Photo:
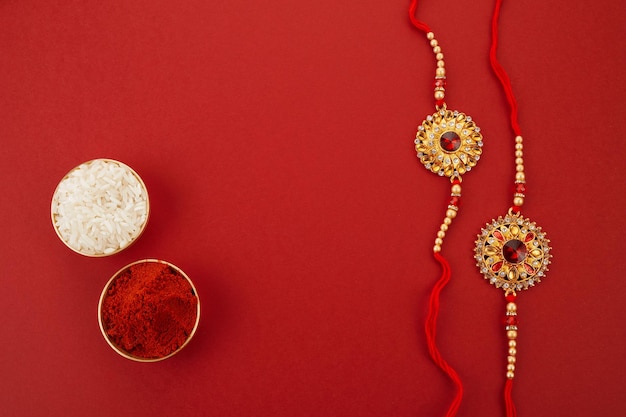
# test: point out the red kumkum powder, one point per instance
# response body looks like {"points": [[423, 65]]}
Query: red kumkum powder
{"points": [[149, 310]]}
______
Write out the material above again, word for word, minus its pictures.

Answer to the problem.
Photo:
# test: point out the red kumkum powder, one point per instance
# response body looks like {"points": [[423, 65]]}
Query: red kumkum powder
{"points": [[149, 310]]}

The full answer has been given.